**ESTRATTO:**
---------------

Per il filosofo il populismo e il sovranismo sono gli effetti del venir meno di un'ispirazione europeista e di una subalternità culturale al neoliberismo: “Renzi è l'epigono di una sinistra che ha perso perché ha abbracciato il blairismo”. Ora teme questa fase di post-democrazia e auspica un'alleanza tra un Pd rinnovato e i pentastellati per arrestare la peggior destra: “È il momento di scelte responsabili”. Infine esprime dubbi su Calenda e Zingaretti il quale “ha molti scogli da superare, sarà una lunga marcia e non ci sono scorciatoie né leader che cambiano la storia”.
|
micromega intervista a Massimo Cacciari di Giacomo Russo Spena
Dopo Abruzzo e Sardegna, scatta l'ora della Basilicata. Il copione è
sempre lo stesso, a trionfare è il centrodestra a trazione salviniana.
Intanto il Pd di Nicola Zingaretti certifica la prima battuta d'arresto.
“Sarà una lunga marcia, non ci sono scorciatoie né leader che ti
cambiano la storia” sentenzia il filosofo Massimo Cacciari che si lancia
in un parallelismo sportivo: “Il cambio di allenatore può servire per
le due o tre partite successive ma non fa vincere il campionato: per
vincerlo, si deve avere una squadra e una propria dimensione europea”.
L’Europa, però, è sempre più percepita come un’istituzione
lontana, se non nemica. Tra politiche di austerity e aumento delle
disuguaglianze, è passata da sogno spinelliano a gabbia. È questo il
quadro che abbiamo dinanzi?
Che il disegno dell’Unione Europea sia in grande difficoltà è
riconosciuto da tutti e le ragioni sono anche ben chiare e facili da
individuare.
Ce le dica.
L’UE – così come si configura – non è riuscita a dare una risposta
alle trasformazioni globali, a partire dalla Caduta del muro, e queste
difficoltà si sono acuite nel tempo evidenziando un'incapacità di
affrontare adeguatamente le crisi economiche del 2007 e 2009, crisi che
ci trasciniamo ancora. Nell'ultimo trentennio l’Europa ha smarrito
alcune ragioni fondamentali per le quali era stata pensata, ideata,
voluta e sperata. Doveva essere una comunità, i cui valori vertevano su
solidarietà e sussidiarietà. Dopo la Seconda guerra mondiale – nel
momento in cui si rafforzavano titani come Stati Uniti e Russia e ne
emergevano di nuovi come la Cina – l’europeismo era considerato non come
una rinuncia delle sovranità statali ma come l’unico modo per
difenderle in un sistema globalizzato in cui il potere politico e
militare passava nelle mani degli imperi e dei grandi Stati politici. Ma
l'UE è venuta meno alle aspettative.

---------------

**DATI ARCHIVIATI:**
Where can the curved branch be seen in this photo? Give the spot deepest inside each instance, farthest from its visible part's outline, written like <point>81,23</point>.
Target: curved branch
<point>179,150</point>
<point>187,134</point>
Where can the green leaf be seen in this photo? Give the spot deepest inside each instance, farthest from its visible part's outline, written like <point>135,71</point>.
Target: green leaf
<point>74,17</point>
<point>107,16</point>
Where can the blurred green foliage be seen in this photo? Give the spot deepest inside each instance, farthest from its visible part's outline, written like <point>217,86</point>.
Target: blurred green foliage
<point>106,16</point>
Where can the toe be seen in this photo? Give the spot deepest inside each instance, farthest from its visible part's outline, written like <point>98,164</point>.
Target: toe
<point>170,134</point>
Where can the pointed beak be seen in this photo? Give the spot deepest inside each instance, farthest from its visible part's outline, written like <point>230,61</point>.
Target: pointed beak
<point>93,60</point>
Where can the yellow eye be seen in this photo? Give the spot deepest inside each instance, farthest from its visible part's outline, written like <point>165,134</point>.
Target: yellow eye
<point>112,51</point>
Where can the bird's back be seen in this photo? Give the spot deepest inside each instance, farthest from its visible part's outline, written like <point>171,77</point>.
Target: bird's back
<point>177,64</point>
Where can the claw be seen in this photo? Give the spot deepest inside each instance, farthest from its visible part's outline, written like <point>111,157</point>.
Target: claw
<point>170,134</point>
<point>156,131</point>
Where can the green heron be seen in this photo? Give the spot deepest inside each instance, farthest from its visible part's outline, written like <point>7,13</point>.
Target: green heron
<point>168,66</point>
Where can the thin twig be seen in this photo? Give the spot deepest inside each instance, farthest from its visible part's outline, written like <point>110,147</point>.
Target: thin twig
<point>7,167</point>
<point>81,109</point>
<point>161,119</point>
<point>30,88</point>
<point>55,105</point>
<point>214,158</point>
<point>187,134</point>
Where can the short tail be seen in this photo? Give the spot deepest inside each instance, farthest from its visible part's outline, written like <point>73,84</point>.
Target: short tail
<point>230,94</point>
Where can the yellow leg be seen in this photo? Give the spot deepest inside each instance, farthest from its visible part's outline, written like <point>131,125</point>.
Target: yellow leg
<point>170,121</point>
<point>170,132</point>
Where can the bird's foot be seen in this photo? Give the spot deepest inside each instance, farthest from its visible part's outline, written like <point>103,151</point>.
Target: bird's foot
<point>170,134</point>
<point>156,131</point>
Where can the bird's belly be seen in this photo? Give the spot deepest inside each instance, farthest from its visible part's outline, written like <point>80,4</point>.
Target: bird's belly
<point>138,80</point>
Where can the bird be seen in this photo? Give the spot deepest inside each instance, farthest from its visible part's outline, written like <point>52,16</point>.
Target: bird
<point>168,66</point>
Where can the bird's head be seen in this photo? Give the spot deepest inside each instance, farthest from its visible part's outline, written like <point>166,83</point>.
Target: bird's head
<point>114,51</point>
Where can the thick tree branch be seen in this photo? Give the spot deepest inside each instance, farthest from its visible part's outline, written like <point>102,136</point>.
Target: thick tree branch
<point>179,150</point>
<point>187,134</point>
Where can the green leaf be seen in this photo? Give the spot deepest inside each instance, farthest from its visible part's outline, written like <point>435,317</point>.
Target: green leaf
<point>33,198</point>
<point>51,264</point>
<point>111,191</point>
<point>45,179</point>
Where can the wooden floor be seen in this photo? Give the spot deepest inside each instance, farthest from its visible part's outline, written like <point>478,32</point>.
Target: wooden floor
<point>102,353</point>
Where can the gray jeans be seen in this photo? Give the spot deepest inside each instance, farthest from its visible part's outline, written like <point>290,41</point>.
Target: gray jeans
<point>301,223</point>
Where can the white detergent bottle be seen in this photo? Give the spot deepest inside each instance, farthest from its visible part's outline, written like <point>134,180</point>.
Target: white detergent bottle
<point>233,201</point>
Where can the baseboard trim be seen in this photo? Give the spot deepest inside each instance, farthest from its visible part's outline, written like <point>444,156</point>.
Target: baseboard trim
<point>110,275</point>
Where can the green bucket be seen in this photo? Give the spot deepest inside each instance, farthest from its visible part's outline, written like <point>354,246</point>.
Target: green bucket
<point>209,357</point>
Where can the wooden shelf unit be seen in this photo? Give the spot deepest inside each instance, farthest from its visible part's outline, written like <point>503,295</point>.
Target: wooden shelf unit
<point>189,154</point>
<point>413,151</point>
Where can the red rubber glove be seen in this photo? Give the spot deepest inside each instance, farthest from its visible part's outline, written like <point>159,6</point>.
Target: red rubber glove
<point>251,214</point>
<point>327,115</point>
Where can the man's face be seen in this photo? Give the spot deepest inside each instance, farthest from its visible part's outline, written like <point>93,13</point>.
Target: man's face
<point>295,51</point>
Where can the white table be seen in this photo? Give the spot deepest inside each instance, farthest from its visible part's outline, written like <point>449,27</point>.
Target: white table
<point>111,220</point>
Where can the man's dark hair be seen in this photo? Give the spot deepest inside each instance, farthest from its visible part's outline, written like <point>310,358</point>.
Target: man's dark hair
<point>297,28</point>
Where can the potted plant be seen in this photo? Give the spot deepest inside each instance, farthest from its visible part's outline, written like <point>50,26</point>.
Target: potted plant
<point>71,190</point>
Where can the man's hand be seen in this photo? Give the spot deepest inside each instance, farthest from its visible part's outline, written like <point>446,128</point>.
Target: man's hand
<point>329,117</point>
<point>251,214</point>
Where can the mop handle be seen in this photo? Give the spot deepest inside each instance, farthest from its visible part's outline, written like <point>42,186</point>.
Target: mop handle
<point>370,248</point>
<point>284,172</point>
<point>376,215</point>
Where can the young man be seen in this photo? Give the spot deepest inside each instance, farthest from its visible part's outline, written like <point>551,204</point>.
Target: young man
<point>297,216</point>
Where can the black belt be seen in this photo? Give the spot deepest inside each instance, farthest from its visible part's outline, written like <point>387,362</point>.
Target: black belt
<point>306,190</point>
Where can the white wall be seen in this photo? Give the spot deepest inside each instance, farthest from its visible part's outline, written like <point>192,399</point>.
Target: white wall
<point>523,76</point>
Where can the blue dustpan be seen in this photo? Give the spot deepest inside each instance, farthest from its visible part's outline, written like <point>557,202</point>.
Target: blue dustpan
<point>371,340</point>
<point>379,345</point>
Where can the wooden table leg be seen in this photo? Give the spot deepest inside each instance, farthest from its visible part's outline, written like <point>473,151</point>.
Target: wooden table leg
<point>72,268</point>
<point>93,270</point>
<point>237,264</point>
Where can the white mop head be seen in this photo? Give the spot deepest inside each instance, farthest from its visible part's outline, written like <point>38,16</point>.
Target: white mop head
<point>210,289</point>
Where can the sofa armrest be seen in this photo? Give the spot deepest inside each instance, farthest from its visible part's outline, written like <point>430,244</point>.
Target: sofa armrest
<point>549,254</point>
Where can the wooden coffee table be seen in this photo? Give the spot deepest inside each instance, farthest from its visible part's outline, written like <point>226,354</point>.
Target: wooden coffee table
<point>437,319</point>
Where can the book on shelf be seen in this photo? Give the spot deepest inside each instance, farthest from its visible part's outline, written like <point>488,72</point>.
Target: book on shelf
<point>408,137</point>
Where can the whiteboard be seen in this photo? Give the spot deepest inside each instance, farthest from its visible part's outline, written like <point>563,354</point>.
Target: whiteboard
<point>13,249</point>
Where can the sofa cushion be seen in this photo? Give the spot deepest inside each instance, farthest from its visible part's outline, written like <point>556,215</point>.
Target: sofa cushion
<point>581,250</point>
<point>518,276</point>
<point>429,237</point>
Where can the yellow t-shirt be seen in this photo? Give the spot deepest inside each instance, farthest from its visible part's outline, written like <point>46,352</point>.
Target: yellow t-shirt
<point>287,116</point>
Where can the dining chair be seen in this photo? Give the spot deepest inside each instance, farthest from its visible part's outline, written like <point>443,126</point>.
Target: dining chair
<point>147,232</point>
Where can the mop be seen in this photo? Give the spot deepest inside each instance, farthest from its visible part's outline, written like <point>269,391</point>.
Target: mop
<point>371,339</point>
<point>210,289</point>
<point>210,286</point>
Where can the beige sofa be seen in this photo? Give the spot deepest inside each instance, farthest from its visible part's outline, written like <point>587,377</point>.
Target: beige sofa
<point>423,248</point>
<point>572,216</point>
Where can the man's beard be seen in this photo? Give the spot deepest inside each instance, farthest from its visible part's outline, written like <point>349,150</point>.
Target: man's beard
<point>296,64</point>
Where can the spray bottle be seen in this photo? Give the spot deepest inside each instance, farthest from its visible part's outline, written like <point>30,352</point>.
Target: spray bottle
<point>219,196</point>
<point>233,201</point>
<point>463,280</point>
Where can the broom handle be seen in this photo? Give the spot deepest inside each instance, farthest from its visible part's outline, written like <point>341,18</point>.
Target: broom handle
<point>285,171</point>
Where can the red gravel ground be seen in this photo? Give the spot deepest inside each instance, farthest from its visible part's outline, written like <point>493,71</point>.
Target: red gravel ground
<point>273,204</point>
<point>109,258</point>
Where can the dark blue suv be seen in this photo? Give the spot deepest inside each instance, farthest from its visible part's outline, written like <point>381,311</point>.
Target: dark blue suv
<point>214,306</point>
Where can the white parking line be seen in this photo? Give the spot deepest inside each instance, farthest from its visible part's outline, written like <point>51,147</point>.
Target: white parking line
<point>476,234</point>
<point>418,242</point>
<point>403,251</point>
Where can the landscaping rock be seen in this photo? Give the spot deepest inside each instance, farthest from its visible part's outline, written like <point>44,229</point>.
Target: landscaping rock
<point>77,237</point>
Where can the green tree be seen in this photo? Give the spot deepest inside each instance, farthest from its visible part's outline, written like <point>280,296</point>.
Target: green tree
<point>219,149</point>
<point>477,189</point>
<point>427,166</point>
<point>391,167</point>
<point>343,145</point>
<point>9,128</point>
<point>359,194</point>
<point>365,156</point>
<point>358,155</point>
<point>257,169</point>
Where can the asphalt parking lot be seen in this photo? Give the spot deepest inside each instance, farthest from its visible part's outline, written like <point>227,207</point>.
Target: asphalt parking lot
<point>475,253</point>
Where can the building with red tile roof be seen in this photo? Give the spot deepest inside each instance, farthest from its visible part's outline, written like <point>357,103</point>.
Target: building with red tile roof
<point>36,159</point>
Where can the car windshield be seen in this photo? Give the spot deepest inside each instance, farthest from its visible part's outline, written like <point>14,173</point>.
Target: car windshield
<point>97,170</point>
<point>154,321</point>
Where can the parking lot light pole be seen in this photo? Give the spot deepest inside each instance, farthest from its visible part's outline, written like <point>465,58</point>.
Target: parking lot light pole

---------------

**ESERCIZI DA SVOLGERE:**
#1 Rispondi a queste domande sull'intervista:
(a) Dopo quali due regioni, secondo l'intervista, "scatta l'ora della Basilicata"?
(b) Su quali valori vertevano, secondo Cacciari, i principi della comunità europea?
(c) Di quali anni sono le crisi economiche che l'UE, secondo l'intervista, non ha saputo affrontare adeguatamente?
#2 Riscala il listato dalla prima riga fino alla riga che contiene "<point>106,16</point>", estremi inclusi, e riscrivi tutte quelle righe, richieste comprese. Moltiplica per 1,6 le coordinate dei punti nelle risposte, arrotondando all'intero con le metà per eccesso, e lascia invariati i numeri delle richieste e degli esempi di formato.

**SOLUZIONI COMPLETE:**
#1
(a) Abruzzo e Sardegna.
(b) Solidarietà e sussidiarietà.
(c) Del 2007 e del 2009.

#2
Where can the curved branch be seen in this photo? Give the spot deepest inside each instance, farthest from its visible part's outline, written like <point>81,23</point>.
Target: curved branch
<point>286,240</point>
<point>299,214</point>
Where can the green leaf be seen in this photo? Give the spot deepest inside each instance, farthest from its visible part's outline, written like <point>135,71</point>.
Target: green leaf
<point>118,27</point>
<point>171,26</point>
Where can the blurred green foliage be seen in this photo? Give the spot deepest inside each instance, farthest from its visible part's outline, written like <point>217,86</point>.
Target: blurred green foliage
<point>170,26</point>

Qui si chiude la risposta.